Point annotation records

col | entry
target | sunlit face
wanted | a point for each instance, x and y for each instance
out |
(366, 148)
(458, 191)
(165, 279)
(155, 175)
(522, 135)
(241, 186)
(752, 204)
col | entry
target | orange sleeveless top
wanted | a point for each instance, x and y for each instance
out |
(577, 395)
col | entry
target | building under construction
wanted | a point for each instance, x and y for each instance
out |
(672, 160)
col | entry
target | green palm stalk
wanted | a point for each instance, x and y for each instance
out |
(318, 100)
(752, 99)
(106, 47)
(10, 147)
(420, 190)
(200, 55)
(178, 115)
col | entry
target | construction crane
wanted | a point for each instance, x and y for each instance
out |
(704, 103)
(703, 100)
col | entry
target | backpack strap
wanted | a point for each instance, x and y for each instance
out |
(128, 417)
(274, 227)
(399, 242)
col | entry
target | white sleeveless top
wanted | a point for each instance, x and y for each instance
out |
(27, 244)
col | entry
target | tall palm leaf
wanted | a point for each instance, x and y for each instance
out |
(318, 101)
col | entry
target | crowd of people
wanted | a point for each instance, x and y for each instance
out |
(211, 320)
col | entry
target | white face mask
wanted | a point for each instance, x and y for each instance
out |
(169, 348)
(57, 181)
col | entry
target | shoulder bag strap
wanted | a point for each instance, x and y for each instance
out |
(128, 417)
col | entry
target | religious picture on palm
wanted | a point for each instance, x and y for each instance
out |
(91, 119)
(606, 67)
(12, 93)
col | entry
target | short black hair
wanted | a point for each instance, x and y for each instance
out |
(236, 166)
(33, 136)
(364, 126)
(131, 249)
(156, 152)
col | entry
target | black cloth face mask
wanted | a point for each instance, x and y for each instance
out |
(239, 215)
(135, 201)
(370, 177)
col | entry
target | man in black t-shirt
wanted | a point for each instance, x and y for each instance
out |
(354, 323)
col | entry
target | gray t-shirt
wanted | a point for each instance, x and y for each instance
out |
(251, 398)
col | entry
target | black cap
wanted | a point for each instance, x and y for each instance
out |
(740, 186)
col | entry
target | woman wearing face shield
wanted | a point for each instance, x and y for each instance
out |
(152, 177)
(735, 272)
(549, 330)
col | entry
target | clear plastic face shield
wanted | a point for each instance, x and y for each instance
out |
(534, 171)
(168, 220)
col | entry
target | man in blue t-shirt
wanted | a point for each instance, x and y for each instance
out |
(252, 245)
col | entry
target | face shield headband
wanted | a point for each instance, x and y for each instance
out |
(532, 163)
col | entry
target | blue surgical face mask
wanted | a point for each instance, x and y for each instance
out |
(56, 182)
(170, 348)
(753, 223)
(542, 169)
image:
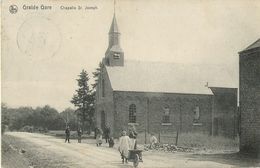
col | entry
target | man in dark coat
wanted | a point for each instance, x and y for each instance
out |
(79, 135)
(67, 132)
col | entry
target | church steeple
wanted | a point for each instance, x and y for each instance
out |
(114, 55)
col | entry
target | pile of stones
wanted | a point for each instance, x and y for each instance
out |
(167, 148)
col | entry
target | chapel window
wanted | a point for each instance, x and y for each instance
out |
(116, 55)
(132, 113)
(166, 114)
(196, 115)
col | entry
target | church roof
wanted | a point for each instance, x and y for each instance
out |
(114, 27)
(256, 44)
(170, 77)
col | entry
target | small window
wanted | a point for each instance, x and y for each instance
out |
(116, 55)
(196, 116)
(166, 114)
(132, 113)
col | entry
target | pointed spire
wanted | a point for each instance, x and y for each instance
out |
(114, 27)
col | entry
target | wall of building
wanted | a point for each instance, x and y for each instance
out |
(250, 101)
(104, 102)
(225, 114)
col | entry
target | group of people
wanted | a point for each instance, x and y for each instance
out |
(126, 142)
(67, 133)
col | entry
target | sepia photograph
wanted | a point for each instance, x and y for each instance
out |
(130, 83)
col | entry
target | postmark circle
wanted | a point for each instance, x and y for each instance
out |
(38, 38)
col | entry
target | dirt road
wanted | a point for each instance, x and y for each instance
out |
(48, 151)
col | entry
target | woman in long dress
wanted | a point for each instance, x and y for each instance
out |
(124, 146)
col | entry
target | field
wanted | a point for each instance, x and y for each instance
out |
(198, 142)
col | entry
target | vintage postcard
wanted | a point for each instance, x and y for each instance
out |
(121, 83)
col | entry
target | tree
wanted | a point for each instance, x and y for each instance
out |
(4, 117)
(83, 100)
(96, 74)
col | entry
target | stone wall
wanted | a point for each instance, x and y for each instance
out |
(149, 107)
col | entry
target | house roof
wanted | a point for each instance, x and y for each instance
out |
(170, 77)
(114, 27)
(256, 44)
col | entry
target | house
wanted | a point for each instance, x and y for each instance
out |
(160, 97)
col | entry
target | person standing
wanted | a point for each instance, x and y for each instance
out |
(153, 141)
(107, 133)
(124, 146)
(99, 137)
(67, 132)
(79, 135)
(133, 136)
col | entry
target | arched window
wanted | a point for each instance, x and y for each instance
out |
(196, 114)
(103, 88)
(132, 113)
(166, 114)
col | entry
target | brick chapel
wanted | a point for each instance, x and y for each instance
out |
(164, 97)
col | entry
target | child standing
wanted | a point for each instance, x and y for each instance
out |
(99, 137)
(124, 145)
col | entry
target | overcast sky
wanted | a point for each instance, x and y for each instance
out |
(43, 51)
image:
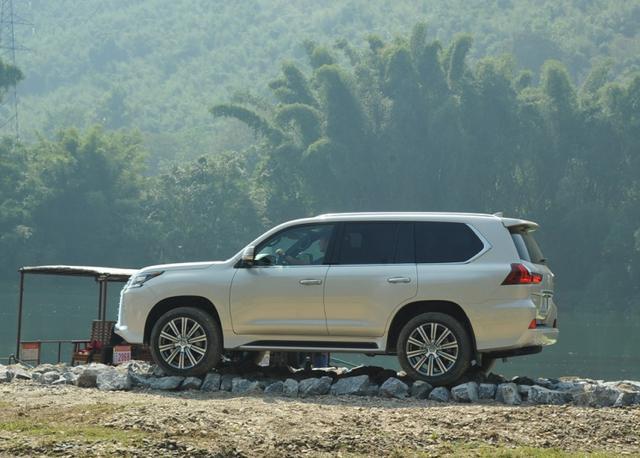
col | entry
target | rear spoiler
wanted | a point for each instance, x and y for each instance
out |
(515, 224)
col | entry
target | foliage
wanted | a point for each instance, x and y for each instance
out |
(156, 65)
(411, 125)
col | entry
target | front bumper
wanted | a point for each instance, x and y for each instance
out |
(135, 304)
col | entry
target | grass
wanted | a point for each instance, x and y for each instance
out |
(456, 449)
(64, 432)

_Instructions to follow_
Pull out every line of the items above that contains the word "woman". Case counts.

_Solution to this problem_
target | woman wearing face shield
target | woman in long dress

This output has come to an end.